Starting at the top of the rows and stopping after the line that contains "749 275 792 302", write those lines out again with "fedora" swapped for "bucket" and nothing else changed.

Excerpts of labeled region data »
##########

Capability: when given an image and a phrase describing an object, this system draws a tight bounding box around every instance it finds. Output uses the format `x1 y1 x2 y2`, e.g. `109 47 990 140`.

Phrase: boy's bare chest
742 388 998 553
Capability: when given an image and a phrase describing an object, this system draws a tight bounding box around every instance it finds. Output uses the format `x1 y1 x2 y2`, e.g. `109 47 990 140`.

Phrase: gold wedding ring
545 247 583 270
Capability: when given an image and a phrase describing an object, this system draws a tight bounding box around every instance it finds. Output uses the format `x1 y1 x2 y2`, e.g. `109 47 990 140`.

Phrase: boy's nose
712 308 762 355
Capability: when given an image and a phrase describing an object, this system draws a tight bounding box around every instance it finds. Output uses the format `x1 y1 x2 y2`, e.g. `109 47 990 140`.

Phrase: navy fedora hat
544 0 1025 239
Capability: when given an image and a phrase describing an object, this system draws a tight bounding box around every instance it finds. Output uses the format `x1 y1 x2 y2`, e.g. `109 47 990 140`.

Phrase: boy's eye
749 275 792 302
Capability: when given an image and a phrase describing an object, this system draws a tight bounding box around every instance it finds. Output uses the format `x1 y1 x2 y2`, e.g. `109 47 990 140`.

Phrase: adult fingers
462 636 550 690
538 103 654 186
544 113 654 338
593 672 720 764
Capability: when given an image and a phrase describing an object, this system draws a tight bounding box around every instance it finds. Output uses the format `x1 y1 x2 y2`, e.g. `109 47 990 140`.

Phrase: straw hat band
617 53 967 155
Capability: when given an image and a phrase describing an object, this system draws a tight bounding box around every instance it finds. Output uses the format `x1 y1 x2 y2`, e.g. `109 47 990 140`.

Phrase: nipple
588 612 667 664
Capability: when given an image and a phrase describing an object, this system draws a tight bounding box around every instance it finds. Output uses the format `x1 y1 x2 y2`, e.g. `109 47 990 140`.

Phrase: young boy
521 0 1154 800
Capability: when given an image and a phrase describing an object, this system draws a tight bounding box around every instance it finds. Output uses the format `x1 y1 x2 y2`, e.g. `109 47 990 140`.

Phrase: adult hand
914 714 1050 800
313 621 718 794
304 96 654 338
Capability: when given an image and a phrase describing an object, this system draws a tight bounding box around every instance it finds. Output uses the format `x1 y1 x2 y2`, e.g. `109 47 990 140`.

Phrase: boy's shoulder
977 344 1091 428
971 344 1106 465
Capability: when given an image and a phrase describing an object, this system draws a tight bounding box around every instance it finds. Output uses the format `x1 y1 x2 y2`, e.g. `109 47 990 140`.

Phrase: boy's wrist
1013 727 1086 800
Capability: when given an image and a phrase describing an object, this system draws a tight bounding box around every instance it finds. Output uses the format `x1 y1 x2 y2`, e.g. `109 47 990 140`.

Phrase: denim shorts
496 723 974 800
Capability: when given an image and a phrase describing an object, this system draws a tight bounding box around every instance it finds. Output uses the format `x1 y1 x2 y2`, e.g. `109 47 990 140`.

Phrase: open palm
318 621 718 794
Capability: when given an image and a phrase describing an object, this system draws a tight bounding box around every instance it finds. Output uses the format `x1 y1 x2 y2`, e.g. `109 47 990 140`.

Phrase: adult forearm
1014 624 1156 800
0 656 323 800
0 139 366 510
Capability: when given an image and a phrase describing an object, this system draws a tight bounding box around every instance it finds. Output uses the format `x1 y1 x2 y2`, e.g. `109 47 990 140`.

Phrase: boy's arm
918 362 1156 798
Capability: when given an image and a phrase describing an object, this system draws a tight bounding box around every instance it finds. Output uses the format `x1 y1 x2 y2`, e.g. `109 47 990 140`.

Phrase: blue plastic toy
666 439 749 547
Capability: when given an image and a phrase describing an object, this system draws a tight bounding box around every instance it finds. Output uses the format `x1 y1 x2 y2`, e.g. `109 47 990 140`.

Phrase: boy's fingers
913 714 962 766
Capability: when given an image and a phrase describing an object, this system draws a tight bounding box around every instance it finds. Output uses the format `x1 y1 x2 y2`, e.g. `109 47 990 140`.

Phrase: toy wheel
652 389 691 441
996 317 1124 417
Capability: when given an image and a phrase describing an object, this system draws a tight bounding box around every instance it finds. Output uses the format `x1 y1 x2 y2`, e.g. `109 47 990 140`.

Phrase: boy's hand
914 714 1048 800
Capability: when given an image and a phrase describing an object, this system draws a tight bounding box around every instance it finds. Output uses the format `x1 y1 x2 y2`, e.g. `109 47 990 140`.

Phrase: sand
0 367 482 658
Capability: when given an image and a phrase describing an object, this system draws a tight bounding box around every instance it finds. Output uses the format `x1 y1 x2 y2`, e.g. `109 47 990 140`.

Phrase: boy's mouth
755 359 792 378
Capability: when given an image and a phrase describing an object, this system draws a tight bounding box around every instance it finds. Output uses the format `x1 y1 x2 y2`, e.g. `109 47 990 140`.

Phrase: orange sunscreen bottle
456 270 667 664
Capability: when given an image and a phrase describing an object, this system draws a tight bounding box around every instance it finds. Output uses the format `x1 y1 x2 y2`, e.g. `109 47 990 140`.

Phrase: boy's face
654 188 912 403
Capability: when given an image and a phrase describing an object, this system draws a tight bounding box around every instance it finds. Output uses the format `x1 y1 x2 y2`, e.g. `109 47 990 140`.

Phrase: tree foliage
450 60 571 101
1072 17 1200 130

##########

Task response »
Capability: when given an image and a phrase describing an object, this system draws a tight bounding box around every instance it finds. Output uses the format `x1 y1 x2 y2`, e.g. `109 47 990 140`.

Phrase: boy's bare chest
742 388 998 553
Capability: when given an image and a phrase describing an object, this system draws a tight bounding box around every instance it finds. Output uses the format `x1 y1 x2 y2`, e.g. `109 47 990 140`.

Phrase: gold wedding ring
545 247 583 270
Capability: when given an image and a phrase describing an object, this system draws a tight bounding box around every instance it finds. Output uses the format `x1 y1 x2 y2`, e.g. `109 47 990 140`.

Phrase: boy's nose
712 308 762 355
Capability: when given an image and a phrase describing an object, this system draws a tight bounding box around every instance it finds. Output uses the format `x1 y1 x2 y2`, e.g. `109 47 990 140`.

Phrase: navy bucket hat
544 0 1025 239
Capability: when given an image and a phrase describing an object, this system draws a tight bounding box around every instance it finds. Output uses the format `x1 y1 x2 y2`, e.g. `109 47 990 140`.

Phrase: boy's eye
749 275 792 302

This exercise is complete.